:: GIVEN TEXT ::
[START]

When sampling, the output logits are picked for sampling according to the current inference mode. For the AR, only the last token (or last `causal_size` tokens) are used for sampling, while the NAR relies on the previous sequence to determine how many tokens to sample in parallel.
As the model is trained more, low temperatures are preferred over high temperatures for the AR, while greedy sampling is almost always preferred for the NAR.
Greedy sampling is enabled when the sampling temperature is <= 0, where the most likely token is picked.
### Repetition Penalty
This function (`reptition_penalize`) applies a penalty to target logits to avoid repetitive output.
An optional value can also be passed to factor in how far away that token is.
Implicitly, this is only limited to 75 tokens in the past (one second of audio under EnCodec), and will apply more than once.
For low temperatures, this is almost necessary, as no rep-pen will have the output be garbled or a mess, and very low rep-pen will have unstable output.
### Length Penalty
This function (`length_penalize`) applies a penalty to the audio stop token (or any other specific token) based on the current length of the sequence.
This can be either a negative or a positive, to restrain or inhibit the stop token from appearing.
### Ban Tokens
This function (`ban_tokens`) bans a token from appearing.
Since this is an audio LM, there's no useful purposefor this.
However, for some models, this is useful for banning the stop token used for the AR, when sampling output from the NAR, if the classifier / LM head / output projections are shared between the two.
### Top-K / Top-P
This function (`top_k_top_p_filtering`) filters the logits to only allow the top-K probability of tokens to be sampled, and/or the top-P probable tokens to be sampled.

[END]

:: CHALLENGES ::
(a) According to the sampling text, when is greedy sampling turned on?
(b) Write the next part of the sampling text, picking up right after its final sentence.

:: LISTING ::
[START]

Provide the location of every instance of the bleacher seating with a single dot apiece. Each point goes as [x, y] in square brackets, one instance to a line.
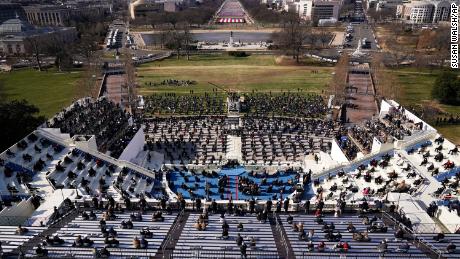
[92, 176]
[376, 178]
[358, 249]
[20, 163]
[192, 184]
[194, 140]
[10, 240]
[454, 238]
[102, 118]
[284, 140]
[210, 244]
[125, 249]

[END]

:: EXPECTED RESULTS ::
(a) When the sampling temperature is at or below 0, so that the most likely token is picked.

(b)
This may be helpful with higher temperatured sampling to offer some variety, but not allow outputs to be *too* chaotic, in theory.
### Min-P
This function (`min_p_filtering`) filters out tokens that are under the min-P% probability.
### Dynamic Temperature
This function (`dynamic_temperature`) implements an early version of dynamic temperature per [this external PR](https://github.com/LostRuins/koboldcpp/pull/464).
To reiterate, this is an early implementation, as I recall it changing after I have already implemented this.
In theory, this allows the model to sample under higher temperatures when able, but I still need to test this the more the model receives training.
### Mirostat
This function (`mirostat_sample`) implements mirostat sampling. From what I understand, this modifies the logits based on "surprise" factor.
This may be an early implementation, as this was implemented a while back.
This *sometimes* helps the output a lot for some states of the model, but I don't try to rely on this too much.
### DRY Sampling
This function (`dry_sampling`) implements DRY sampling, a replacement to naive repetition penalizing.
I'm still not too sure what's so good about it, since it just seems like rep-pen with a different coat of paint, and for audio it doesn't seem to be too helpful?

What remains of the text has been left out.